#### [Exercise data]
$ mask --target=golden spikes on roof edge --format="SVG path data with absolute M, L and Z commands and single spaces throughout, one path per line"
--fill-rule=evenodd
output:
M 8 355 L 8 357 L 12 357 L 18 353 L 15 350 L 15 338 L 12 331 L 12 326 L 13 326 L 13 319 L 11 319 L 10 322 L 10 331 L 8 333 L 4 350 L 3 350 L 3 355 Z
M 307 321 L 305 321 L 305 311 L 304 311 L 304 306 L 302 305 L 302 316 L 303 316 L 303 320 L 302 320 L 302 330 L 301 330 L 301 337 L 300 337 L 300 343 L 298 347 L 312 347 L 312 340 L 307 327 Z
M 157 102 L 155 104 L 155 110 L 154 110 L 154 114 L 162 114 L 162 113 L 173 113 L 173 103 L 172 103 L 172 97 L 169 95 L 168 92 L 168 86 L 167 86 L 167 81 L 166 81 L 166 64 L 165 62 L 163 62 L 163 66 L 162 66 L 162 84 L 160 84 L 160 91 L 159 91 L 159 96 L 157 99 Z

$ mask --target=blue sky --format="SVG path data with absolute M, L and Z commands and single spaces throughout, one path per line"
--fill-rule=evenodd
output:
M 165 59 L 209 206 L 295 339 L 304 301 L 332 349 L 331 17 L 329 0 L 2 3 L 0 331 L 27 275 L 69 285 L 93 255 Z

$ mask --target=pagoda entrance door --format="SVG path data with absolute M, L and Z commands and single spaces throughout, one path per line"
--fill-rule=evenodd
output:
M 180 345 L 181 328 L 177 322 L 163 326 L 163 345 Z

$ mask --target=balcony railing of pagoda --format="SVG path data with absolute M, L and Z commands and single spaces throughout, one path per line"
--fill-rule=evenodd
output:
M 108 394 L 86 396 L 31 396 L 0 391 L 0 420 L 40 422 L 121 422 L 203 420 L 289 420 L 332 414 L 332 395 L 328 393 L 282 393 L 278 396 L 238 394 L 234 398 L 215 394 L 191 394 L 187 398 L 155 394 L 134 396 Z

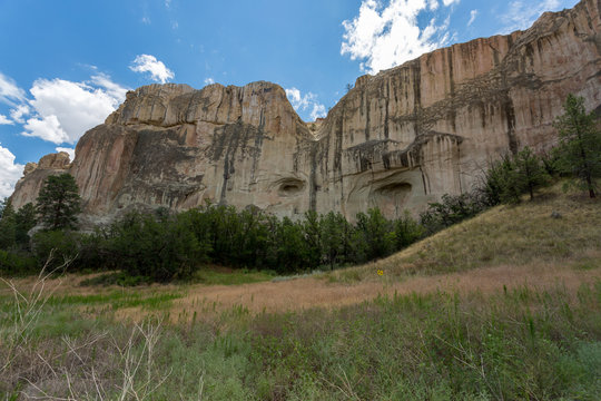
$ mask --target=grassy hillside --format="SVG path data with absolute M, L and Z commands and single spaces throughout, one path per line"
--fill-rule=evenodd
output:
M 599 400 L 600 261 L 601 204 L 551 188 L 309 277 L 6 282 L 0 400 Z
M 559 214 L 553 217 L 552 214 Z M 376 280 L 500 265 L 601 267 L 601 203 L 545 188 L 533 202 L 501 205 L 385 260 L 335 272 L 331 280 Z

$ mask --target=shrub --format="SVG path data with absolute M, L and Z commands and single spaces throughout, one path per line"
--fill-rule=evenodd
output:
M 38 232 L 32 238 L 32 251 L 40 264 L 43 264 L 53 251 L 52 261 L 48 265 L 48 268 L 53 270 L 67 261 L 77 258 L 79 253 L 78 237 L 79 234 L 71 231 L 56 229 Z
M 132 213 L 114 224 L 110 241 L 112 256 L 132 276 L 167 282 L 191 276 L 206 261 L 187 222 L 177 217 L 157 221 L 151 215 Z
M 38 261 L 35 257 L 0 250 L 1 275 L 26 275 L 35 273 L 37 268 Z

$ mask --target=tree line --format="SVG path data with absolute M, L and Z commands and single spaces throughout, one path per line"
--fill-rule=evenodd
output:
M 56 265 L 72 260 L 72 270 L 121 270 L 130 276 L 166 282 L 185 280 L 207 264 L 272 270 L 290 274 L 315 268 L 361 264 L 385 257 L 440 229 L 501 203 L 519 203 L 523 195 L 552 177 L 597 196 L 601 176 L 601 133 L 584 100 L 569 96 L 558 117 L 559 145 L 550 155 L 529 147 L 508 154 L 483 174 L 472 192 L 444 195 L 413 218 L 387 219 L 377 208 L 349 223 L 341 213 L 307 212 L 299 221 L 278 218 L 256 207 L 206 204 L 183 213 L 159 208 L 129 213 L 115 223 L 79 233 L 80 198 L 69 174 L 50 176 L 37 205 L 14 211 L 0 205 L 0 272 L 19 274 L 40 268 L 49 255 Z M 42 228 L 29 236 L 31 228 Z

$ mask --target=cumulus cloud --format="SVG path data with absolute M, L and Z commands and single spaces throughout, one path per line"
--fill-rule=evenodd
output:
M 23 124 L 24 123 L 24 116 L 29 115 L 30 110 L 29 107 L 24 104 L 16 106 L 13 109 L 10 110 L 10 118 L 14 123 Z
M 11 78 L 0 72 L 0 100 L 12 106 L 10 119 L 0 116 L 0 124 L 22 124 L 24 136 L 57 145 L 75 144 L 125 100 L 127 90 L 108 75 L 97 72 L 83 82 L 38 79 L 28 97 Z
M 174 71 L 167 68 L 162 61 L 157 60 L 155 56 L 139 55 L 134 59 L 129 69 L 134 72 L 150 72 L 150 79 L 156 82 L 165 84 L 175 77 Z
M 14 163 L 14 155 L 0 146 L 0 197 L 12 195 L 14 184 L 21 178 L 23 165 Z
M 127 88 L 106 75 L 97 75 L 89 82 L 38 79 L 30 92 L 33 116 L 22 134 L 55 144 L 75 144 L 125 100 Z
M 308 113 L 312 120 L 326 116 L 326 108 L 317 101 L 315 94 L 308 92 L 303 96 L 297 88 L 289 88 L 286 89 L 286 96 L 296 113 Z
M 75 149 L 73 148 L 65 148 L 65 147 L 57 147 L 57 151 L 66 151 L 69 154 L 69 159 L 73 162 L 75 159 Z
M 508 12 L 501 16 L 504 26 L 502 33 L 528 29 L 544 11 L 558 10 L 560 6 L 560 0 L 543 0 L 536 4 L 532 1 L 514 0 L 510 2 Z
M 443 0 L 444 6 L 459 1 Z M 343 22 L 341 55 L 364 60 L 361 69 L 374 74 L 443 47 L 450 40 L 449 18 L 443 23 L 433 18 L 424 28 L 417 25 L 420 13 L 437 8 L 431 0 L 390 0 L 386 7 L 363 0 L 358 16 Z
M 0 101 L 10 106 L 23 101 L 24 90 L 19 88 L 14 80 L 0 72 Z
M 476 17 L 477 17 L 477 10 L 470 11 L 470 22 L 467 22 L 467 27 L 474 23 Z

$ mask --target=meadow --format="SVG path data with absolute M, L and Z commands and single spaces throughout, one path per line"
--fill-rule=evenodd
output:
M 2 399 L 601 399 L 601 206 L 579 194 L 357 267 L 201 274 L 6 278 Z

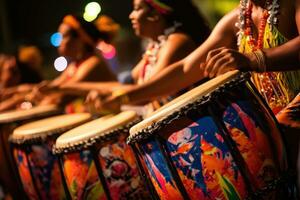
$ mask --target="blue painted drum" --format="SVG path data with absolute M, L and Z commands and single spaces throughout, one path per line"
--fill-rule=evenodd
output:
M 10 137 L 13 157 L 29 199 L 65 199 L 58 159 L 52 153 L 56 138 L 91 119 L 88 113 L 58 115 L 17 127 Z
M 276 199 L 284 144 L 248 74 L 229 72 L 168 103 L 128 142 L 158 199 Z
M 16 127 L 22 124 L 59 112 L 55 105 L 48 105 L 0 113 L 0 182 L 5 196 L 11 196 L 14 199 L 22 199 L 24 196 L 22 186 L 19 184 L 17 169 L 10 154 L 8 137 Z

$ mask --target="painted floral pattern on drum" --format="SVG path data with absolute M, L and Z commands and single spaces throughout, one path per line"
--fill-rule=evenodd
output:
M 167 160 L 163 156 L 156 140 L 150 140 L 141 146 L 143 161 L 147 166 L 149 178 L 162 200 L 183 200 L 174 177 L 168 168 Z M 142 162 L 143 162 L 142 161 Z
M 39 199 L 31 178 L 26 153 L 21 149 L 14 148 L 13 154 L 18 167 L 19 176 L 23 184 L 23 188 L 28 198 L 32 200 Z
M 125 137 L 104 145 L 98 155 L 112 200 L 147 199 L 134 154 Z
M 271 145 L 280 143 L 275 141 L 278 140 L 278 129 L 266 119 L 263 110 L 254 108 L 248 101 L 231 103 L 223 113 L 226 127 L 247 164 L 256 188 L 266 186 L 277 178 L 278 164 L 284 165 L 284 160 L 275 160 L 283 157 L 282 149 L 272 149 Z
M 72 199 L 106 200 L 89 150 L 65 154 L 64 175 Z
M 52 154 L 53 143 L 48 139 L 45 144 L 32 145 L 28 154 L 37 189 L 45 200 L 65 198 L 58 160 Z
M 190 199 L 242 199 L 243 178 L 220 130 L 209 116 L 174 132 L 167 149 Z

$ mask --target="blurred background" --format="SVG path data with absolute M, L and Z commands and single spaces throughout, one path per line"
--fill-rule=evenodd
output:
M 194 2 L 213 27 L 218 19 L 238 5 L 239 0 Z M 135 66 L 143 48 L 142 41 L 131 29 L 128 19 L 131 9 L 132 0 L 0 0 L 0 53 L 16 54 L 22 46 L 35 45 L 43 55 L 43 76 L 52 79 L 64 70 L 54 65 L 60 41 L 56 32 L 63 16 L 79 14 L 86 20 L 93 20 L 105 14 L 121 25 L 114 45 L 102 50 L 113 70 L 120 74 Z

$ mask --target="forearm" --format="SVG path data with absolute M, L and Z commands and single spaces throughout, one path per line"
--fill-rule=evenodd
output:
M 176 92 L 201 80 L 203 75 L 199 67 L 184 70 L 184 61 L 179 61 L 157 74 L 149 82 L 136 86 L 127 95 L 131 104 L 138 104 Z
M 16 106 L 22 103 L 24 100 L 25 96 L 23 95 L 11 97 L 10 99 L 7 99 L 0 103 L 0 112 L 16 108 Z
M 299 70 L 300 36 L 271 49 L 264 49 L 267 71 Z
M 101 94 L 111 93 L 115 87 L 119 87 L 121 84 L 119 82 L 105 82 L 105 83 L 96 83 L 96 82 L 82 82 L 82 83 L 72 83 L 64 84 L 59 87 L 64 93 L 73 94 L 73 95 L 86 95 L 91 90 L 96 90 Z

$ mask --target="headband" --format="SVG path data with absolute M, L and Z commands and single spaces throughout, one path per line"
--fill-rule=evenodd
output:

#### [Task description]
Copy the items from the start through the line containing "M 108 394 L", switching each "pagoda" to "temple" and leaving everything else as it is.

#### [The response]
$ mask --target=golden spikes on roof edge --format="SVG path data with absolute M, L and Z commands and single spaces throughout, one path per line"
--fill-rule=evenodd
output:
M 8 355 L 8 357 L 12 357 L 18 353 L 15 350 L 15 338 L 12 331 L 12 326 L 13 326 L 13 319 L 11 319 L 10 322 L 10 331 L 8 333 L 4 350 L 3 350 L 3 355 Z
M 307 321 L 305 321 L 305 311 L 304 311 L 304 306 L 302 305 L 302 316 L 303 316 L 303 320 L 302 320 L 302 330 L 301 330 L 301 337 L 300 337 L 300 343 L 298 347 L 312 347 L 312 340 L 307 327 Z
M 157 102 L 155 104 L 155 110 L 154 110 L 154 114 L 162 114 L 162 113 L 173 113 L 173 103 L 172 103 L 172 97 L 169 95 L 168 92 L 168 86 L 167 86 L 167 81 L 166 81 L 166 64 L 165 62 L 163 62 L 163 66 L 162 66 L 162 84 L 160 84 L 160 91 L 159 91 L 159 96 L 157 99 Z

$ mask --target=blue sky --format="SVG path data with absolute M, L and Z commands and single spaces throughout, one path per line"
--fill-rule=evenodd
output:
M 165 59 L 209 206 L 295 339 L 304 301 L 332 349 L 331 17 L 329 0 L 2 3 L 0 331 L 27 275 L 69 285 L 93 255 Z

$ mask --target=temple entrance door --format="SVG path data with absolute M, L and Z commands and single spaces throughout, one path per line"
--fill-rule=evenodd
output:
M 180 345 L 181 328 L 177 322 L 163 326 L 163 345 Z

$ mask --target=balcony railing of temple --format="SVG path data with absolute M, L and Z commands and single spaces throughout, one path per line"
--fill-rule=evenodd
output:
M 108 394 L 86 396 L 31 396 L 0 391 L 0 420 L 40 422 L 121 422 L 203 420 L 289 420 L 332 414 L 332 395 L 328 393 L 282 393 L 278 396 L 238 394 L 234 398 L 215 394 L 191 394 L 187 398 L 155 394 L 134 396 Z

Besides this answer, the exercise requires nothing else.